PROMPT
Replace "the service" with "the endpoint" in the part of the records that runs from their start through the line containing "column 957, row 302", and reproduce that part with nothing else changed. Omit the pictures from your answer.

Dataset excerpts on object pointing
=======

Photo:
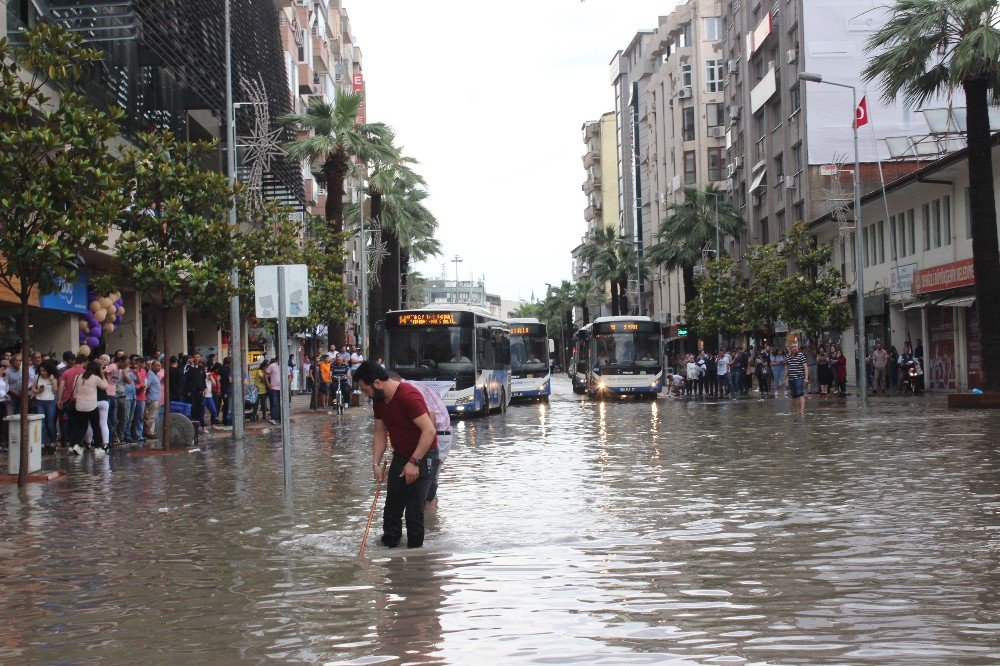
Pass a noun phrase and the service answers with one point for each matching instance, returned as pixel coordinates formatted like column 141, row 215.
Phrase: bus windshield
column 529, row 353
column 431, row 351
column 627, row 349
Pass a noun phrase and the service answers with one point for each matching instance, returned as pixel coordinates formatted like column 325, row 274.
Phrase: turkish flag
column 861, row 113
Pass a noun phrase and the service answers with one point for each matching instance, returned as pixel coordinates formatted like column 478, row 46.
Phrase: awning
column 957, row 302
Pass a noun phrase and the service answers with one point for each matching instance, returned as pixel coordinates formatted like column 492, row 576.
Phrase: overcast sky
column 490, row 98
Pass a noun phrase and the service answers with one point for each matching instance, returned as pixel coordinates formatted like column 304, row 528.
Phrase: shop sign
column 68, row 296
column 901, row 279
column 946, row 276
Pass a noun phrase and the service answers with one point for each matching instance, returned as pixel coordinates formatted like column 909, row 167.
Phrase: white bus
column 462, row 352
column 529, row 359
column 622, row 356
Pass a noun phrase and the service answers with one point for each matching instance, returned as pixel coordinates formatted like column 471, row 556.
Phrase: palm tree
column 585, row 292
column 336, row 139
column 688, row 231
column 607, row 256
column 929, row 47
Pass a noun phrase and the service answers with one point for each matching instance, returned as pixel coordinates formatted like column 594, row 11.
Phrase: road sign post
column 282, row 292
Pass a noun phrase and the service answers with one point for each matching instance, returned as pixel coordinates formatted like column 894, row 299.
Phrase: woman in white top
column 85, row 392
column 44, row 390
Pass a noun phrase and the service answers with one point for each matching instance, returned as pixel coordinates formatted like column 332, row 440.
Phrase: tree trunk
column 334, row 169
column 164, row 434
column 690, row 291
column 22, row 470
column 985, row 248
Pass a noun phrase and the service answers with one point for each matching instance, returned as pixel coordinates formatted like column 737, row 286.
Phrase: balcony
column 321, row 53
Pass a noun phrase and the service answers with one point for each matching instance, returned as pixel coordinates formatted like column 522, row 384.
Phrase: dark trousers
column 401, row 498
column 275, row 407
column 197, row 402
column 83, row 419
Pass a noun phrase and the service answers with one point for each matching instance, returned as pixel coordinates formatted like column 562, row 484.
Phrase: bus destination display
column 426, row 319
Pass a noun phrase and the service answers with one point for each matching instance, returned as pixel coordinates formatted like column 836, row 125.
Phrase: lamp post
column 858, row 271
column 718, row 255
column 235, row 321
column 456, row 261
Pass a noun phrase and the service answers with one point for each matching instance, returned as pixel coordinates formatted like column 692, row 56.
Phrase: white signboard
column 296, row 291
column 901, row 279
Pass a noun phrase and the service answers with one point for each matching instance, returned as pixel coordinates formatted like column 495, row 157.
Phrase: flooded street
column 695, row 532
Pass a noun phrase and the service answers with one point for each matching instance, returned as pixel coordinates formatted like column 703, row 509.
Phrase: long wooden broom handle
column 371, row 514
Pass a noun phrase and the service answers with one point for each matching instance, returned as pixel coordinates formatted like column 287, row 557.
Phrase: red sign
column 946, row 276
column 358, row 84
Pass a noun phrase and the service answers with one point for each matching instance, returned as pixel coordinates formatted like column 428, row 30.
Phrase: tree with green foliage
column 930, row 47
column 337, row 138
column 721, row 305
column 763, row 300
column 61, row 188
column 176, row 240
column 688, row 233
column 812, row 297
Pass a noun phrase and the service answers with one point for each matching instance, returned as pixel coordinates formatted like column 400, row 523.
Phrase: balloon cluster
column 105, row 315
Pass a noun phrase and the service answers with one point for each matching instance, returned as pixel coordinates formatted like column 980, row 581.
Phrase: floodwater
column 659, row 532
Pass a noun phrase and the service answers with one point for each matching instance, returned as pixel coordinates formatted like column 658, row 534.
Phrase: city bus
column 623, row 356
column 462, row 352
column 529, row 359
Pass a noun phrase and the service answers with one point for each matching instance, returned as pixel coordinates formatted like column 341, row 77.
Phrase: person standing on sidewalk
column 798, row 378
column 880, row 359
column 402, row 418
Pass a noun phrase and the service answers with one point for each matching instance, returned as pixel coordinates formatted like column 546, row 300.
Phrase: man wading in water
column 402, row 414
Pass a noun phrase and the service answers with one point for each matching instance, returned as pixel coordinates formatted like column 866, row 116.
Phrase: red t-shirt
column 398, row 414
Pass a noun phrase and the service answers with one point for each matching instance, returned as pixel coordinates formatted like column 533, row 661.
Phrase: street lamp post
column 858, row 272
column 456, row 261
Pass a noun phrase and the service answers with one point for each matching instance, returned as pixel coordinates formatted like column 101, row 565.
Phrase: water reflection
column 574, row 531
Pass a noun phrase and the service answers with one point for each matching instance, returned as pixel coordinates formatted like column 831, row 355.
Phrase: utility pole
column 235, row 402
column 456, row 261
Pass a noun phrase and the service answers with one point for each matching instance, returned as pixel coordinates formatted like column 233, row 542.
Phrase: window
column 713, row 75
column 690, row 174
column 913, row 230
column 893, row 245
column 687, row 115
column 936, row 210
column 713, row 28
column 715, row 164
column 968, row 213
column 715, row 112
column 926, row 210
column 946, row 212
column 794, row 98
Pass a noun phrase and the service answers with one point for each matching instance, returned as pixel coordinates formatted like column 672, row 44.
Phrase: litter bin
column 34, row 442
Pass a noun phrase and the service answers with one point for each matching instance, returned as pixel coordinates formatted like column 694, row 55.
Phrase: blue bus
column 529, row 359
column 462, row 352
column 622, row 357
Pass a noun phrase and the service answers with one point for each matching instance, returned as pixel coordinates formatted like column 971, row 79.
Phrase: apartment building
column 321, row 57
column 683, row 121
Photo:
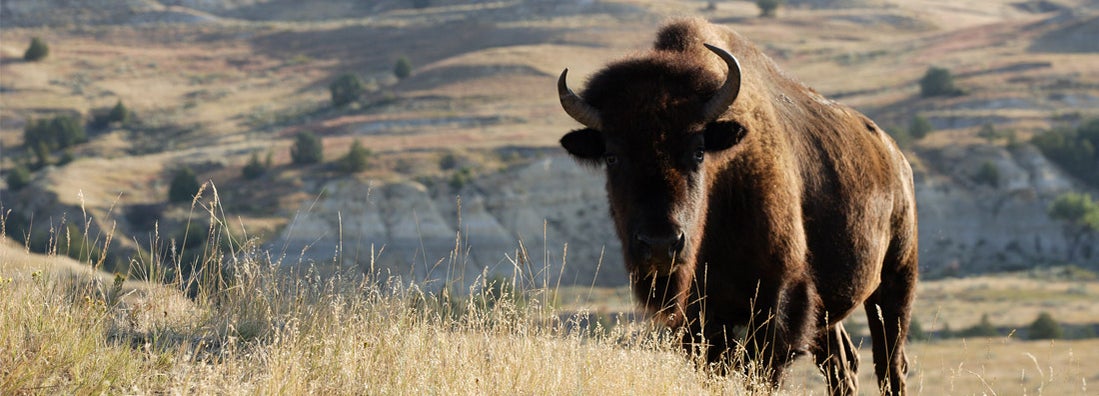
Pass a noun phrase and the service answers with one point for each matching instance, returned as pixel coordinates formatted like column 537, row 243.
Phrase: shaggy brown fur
column 778, row 218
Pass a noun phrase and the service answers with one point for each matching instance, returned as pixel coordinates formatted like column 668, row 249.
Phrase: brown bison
column 746, row 201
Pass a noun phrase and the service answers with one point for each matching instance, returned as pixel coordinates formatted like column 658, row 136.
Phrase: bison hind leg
column 888, row 312
column 837, row 359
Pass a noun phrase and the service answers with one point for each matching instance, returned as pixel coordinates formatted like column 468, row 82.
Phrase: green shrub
column 67, row 156
column 916, row 331
column 919, row 127
column 461, row 178
column 984, row 328
column 1074, row 150
column 1044, row 328
column 357, row 158
column 36, row 51
column 447, row 162
column 403, row 68
column 1079, row 217
column 988, row 174
column 18, row 177
column 184, row 186
column 900, row 135
column 937, row 81
column 308, row 149
column 768, row 8
column 119, row 113
column 254, row 168
column 346, row 89
column 57, row 132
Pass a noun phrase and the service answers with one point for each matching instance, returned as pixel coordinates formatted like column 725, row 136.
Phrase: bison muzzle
column 754, row 213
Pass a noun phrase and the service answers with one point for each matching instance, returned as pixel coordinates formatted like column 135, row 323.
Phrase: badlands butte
column 465, row 175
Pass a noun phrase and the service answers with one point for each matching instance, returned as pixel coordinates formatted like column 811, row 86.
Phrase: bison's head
column 656, row 124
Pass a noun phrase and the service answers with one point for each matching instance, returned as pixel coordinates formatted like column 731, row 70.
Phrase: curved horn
column 576, row 108
column 726, row 95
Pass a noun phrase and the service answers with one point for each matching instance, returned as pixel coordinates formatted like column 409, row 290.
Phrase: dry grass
column 257, row 326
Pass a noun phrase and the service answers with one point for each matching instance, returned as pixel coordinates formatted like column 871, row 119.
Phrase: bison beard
column 747, row 204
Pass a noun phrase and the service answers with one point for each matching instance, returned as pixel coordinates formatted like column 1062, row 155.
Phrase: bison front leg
column 781, row 330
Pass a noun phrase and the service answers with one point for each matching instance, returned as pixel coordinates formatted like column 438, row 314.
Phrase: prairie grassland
column 255, row 326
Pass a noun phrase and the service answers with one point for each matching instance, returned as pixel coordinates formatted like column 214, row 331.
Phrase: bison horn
column 576, row 107
column 726, row 95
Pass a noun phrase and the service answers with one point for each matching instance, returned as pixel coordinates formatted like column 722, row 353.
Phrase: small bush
column 403, row 68
column 461, row 178
column 919, row 128
column 67, row 157
column 1044, row 328
column 254, row 168
column 988, row 174
column 57, row 132
column 357, row 158
column 184, row 186
column 308, row 149
column 916, row 331
column 984, row 328
column 1074, row 150
column 937, row 81
column 768, row 8
column 900, row 135
column 36, row 51
column 119, row 113
column 447, row 162
column 346, row 89
column 18, row 177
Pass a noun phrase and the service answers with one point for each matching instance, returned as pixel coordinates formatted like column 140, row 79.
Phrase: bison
column 753, row 212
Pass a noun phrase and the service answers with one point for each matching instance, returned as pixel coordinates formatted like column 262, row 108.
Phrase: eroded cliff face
column 556, row 211
column 541, row 222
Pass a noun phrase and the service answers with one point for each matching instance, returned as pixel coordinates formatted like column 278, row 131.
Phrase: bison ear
column 723, row 134
column 586, row 145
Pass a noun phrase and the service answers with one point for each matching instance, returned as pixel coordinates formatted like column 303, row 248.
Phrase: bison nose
column 659, row 246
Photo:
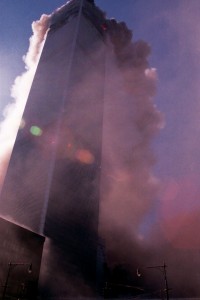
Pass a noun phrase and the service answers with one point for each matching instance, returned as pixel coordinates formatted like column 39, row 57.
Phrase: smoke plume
column 131, row 121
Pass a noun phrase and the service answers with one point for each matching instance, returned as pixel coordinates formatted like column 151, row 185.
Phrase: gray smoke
column 131, row 120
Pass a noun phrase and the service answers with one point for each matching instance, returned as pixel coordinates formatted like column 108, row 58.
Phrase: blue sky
column 172, row 28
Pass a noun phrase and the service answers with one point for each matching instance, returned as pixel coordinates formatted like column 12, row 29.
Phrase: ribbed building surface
column 52, row 183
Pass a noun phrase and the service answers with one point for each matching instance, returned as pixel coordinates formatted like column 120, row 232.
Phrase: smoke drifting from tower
column 130, row 122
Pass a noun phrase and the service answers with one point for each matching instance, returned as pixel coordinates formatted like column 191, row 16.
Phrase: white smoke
column 20, row 90
column 131, row 121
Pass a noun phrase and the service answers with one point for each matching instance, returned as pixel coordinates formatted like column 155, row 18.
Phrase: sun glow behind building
column 81, row 164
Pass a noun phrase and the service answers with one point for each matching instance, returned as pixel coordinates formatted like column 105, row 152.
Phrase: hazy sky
column 172, row 28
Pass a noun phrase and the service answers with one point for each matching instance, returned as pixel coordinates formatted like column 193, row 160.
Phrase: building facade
column 20, row 259
column 53, row 180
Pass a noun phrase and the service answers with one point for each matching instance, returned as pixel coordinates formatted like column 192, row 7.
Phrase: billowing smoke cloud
column 20, row 90
column 131, row 121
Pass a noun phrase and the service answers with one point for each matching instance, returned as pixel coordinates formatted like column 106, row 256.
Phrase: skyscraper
column 52, row 183
column 88, row 110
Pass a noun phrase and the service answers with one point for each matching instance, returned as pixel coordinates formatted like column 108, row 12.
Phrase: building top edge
column 71, row 8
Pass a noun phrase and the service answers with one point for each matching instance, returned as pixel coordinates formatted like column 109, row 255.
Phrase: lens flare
column 35, row 130
column 84, row 156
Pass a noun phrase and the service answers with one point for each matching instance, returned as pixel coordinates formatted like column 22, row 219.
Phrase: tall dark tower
column 53, row 180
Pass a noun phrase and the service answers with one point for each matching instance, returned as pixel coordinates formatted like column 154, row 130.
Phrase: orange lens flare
column 84, row 156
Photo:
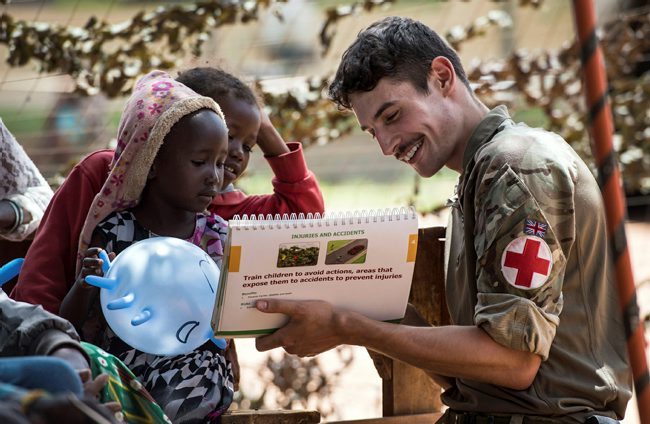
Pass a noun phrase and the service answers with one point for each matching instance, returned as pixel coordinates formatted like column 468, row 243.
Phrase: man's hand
column 313, row 327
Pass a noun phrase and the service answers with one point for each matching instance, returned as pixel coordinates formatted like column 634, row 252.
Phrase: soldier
column 537, row 334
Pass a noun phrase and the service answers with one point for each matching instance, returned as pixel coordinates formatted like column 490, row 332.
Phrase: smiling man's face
column 417, row 128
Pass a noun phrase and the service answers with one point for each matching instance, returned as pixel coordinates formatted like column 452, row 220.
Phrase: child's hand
column 268, row 138
column 92, row 265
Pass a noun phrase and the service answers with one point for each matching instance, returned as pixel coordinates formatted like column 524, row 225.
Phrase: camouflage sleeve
column 521, row 259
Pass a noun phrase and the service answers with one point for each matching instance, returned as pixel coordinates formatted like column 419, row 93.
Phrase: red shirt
column 49, row 268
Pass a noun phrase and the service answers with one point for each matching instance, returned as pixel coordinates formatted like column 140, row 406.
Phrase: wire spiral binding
column 328, row 219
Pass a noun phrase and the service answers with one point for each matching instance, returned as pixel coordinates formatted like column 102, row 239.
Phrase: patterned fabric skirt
column 193, row 388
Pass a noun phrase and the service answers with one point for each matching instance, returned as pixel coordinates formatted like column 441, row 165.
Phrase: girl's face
column 188, row 170
column 244, row 123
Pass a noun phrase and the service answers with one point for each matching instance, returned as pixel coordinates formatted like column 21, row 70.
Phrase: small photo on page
column 346, row 252
column 298, row 254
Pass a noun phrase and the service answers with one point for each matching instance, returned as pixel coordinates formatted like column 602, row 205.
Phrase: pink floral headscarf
column 156, row 104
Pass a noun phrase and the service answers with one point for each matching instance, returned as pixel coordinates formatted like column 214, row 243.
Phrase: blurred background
column 67, row 65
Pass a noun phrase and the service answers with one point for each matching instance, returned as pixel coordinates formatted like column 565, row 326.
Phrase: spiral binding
column 328, row 219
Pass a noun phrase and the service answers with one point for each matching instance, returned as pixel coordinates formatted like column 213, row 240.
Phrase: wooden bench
column 408, row 394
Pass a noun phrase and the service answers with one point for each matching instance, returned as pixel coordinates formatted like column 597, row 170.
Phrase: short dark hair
column 216, row 83
column 395, row 47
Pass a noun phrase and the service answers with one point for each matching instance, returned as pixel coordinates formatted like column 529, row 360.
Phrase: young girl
column 46, row 277
column 167, row 168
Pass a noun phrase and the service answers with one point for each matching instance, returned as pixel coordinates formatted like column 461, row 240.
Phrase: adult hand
column 314, row 327
column 75, row 358
column 269, row 139
column 92, row 387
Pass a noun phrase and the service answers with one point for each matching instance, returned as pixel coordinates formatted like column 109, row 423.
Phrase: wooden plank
column 402, row 419
column 270, row 417
column 408, row 390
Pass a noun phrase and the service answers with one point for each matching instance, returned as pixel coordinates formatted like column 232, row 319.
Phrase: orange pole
column 601, row 130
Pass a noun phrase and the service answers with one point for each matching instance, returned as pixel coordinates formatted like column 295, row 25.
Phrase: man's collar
column 484, row 132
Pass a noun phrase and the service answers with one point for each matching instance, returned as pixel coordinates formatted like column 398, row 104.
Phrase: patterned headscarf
column 156, row 104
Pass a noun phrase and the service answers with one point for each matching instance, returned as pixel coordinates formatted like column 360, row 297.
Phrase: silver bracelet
column 18, row 212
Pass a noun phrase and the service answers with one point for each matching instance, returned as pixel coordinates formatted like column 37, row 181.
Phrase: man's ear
column 443, row 75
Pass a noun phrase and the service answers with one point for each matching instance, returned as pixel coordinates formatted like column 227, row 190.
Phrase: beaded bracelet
column 18, row 212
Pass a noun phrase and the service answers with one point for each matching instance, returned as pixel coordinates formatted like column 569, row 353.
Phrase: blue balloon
column 158, row 295
column 10, row 270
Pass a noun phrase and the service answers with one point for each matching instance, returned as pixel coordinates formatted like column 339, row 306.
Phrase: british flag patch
column 535, row 228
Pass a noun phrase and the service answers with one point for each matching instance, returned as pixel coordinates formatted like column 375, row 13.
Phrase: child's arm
column 77, row 302
column 295, row 188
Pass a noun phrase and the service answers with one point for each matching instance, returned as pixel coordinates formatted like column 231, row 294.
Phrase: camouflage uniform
column 528, row 185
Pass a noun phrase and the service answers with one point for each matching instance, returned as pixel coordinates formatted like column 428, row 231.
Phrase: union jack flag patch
column 535, row 228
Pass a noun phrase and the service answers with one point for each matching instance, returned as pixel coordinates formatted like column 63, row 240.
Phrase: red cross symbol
column 527, row 262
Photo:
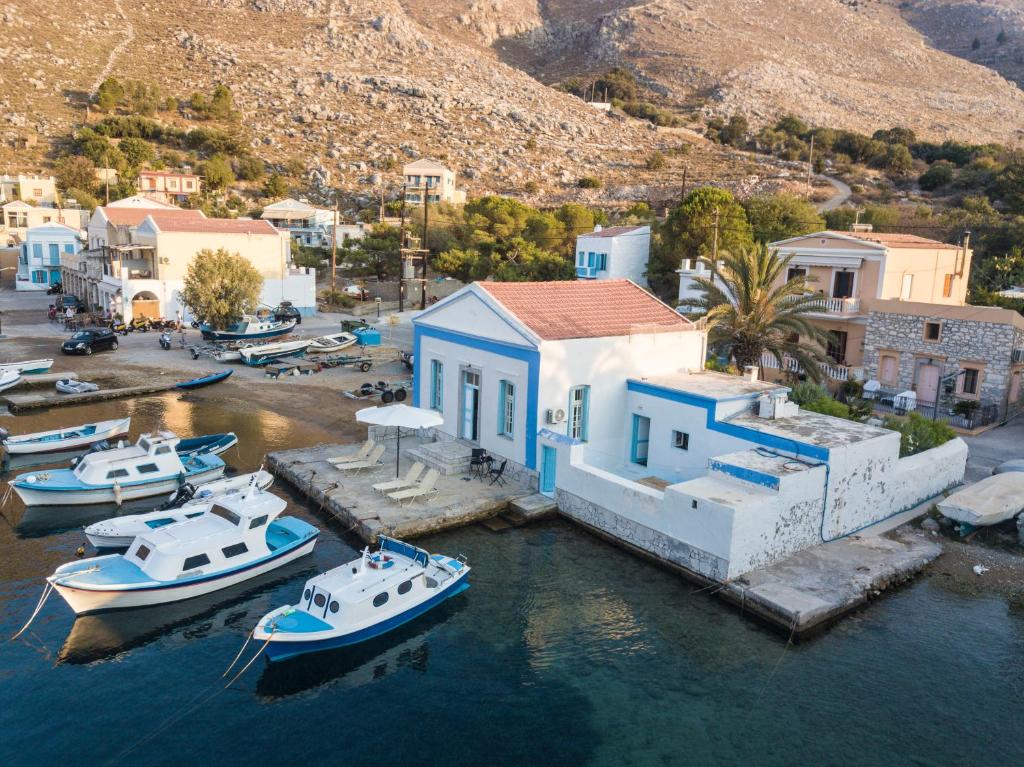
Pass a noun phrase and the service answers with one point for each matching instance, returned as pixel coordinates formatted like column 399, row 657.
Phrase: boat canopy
column 397, row 547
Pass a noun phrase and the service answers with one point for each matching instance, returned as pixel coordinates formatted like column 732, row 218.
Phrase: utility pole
column 810, row 165
column 334, row 251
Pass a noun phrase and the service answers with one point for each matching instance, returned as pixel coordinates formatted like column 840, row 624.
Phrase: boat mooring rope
column 47, row 590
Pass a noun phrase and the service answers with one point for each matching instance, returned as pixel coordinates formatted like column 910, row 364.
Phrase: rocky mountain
column 354, row 87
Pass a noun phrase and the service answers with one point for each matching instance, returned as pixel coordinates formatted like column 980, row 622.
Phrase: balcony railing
column 834, row 372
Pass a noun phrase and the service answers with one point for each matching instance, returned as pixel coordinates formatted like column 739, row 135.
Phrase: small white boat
column 331, row 343
column 27, row 368
column 239, row 538
column 64, row 439
column 74, row 386
column 257, row 355
column 361, row 599
column 990, row 501
column 151, row 467
column 8, row 379
column 118, row 533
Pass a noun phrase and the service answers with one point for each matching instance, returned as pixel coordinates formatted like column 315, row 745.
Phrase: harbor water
column 565, row 650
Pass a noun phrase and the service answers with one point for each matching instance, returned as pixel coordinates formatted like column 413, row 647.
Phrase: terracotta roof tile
column 896, row 240
column 171, row 221
column 586, row 308
column 135, row 216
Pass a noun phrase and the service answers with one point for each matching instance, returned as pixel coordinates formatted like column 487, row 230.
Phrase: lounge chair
column 421, row 489
column 397, row 484
column 373, row 461
column 360, row 455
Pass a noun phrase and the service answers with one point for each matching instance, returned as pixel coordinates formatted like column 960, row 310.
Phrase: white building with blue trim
column 39, row 259
column 598, row 390
column 613, row 253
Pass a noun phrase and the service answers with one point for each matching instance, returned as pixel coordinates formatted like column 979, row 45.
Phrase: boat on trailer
column 363, row 599
column 239, row 538
column 118, row 533
column 58, row 440
column 29, row 367
column 151, row 467
column 331, row 343
column 248, row 329
column 259, row 355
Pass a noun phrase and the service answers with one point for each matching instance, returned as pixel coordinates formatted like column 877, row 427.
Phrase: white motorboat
column 74, row 386
column 257, row 355
column 151, row 467
column 29, row 367
column 363, row 599
column 58, row 440
column 118, row 533
column 241, row 537
column 8, row 379
column 331, row 343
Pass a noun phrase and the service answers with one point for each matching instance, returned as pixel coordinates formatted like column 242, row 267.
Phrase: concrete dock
column 349, row 498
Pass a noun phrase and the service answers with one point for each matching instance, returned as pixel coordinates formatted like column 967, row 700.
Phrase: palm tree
column 752, row 311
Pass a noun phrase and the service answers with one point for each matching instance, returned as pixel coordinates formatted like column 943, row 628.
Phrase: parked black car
column 68, row 300
column 287, row 311
column 90, row 340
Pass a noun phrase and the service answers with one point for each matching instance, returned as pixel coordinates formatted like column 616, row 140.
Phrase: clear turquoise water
column 565, row 650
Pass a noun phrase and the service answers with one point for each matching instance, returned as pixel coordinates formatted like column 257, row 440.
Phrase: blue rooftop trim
column 775, row 441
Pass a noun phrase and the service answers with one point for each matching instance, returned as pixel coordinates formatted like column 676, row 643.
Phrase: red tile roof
column 135, row 216
column 894, row 240
column 586, row 308
column 170, row 221
column 611, row 231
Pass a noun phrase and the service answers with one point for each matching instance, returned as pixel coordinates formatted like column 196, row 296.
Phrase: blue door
column 641, row 439
column 549, row 462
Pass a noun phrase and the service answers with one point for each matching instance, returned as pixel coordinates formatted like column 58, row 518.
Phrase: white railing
column 834, row 372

=======

COMPLETE RESPONSE
Photo:
Pass a noun phrase and the endpoint answers with one point for each matching instance, returned as pixel coordinates formatted like column 141, row 215.
Phrase: bus windshield
column 529, row 353
column 431, row 351
column 627, row 349
Pass a noun phrase and the endpoint answers with one point for each matching instance, returned as pixel coordinates formatted like column 325, row 274.
Phrase: turkish flag
column 861, row 113
Pass a noun phrase and the endpoint answers with one point for each matching instance, returned as pixel coordinates formatted like column 478, row 46.
Phrase: awning
column 957, row 302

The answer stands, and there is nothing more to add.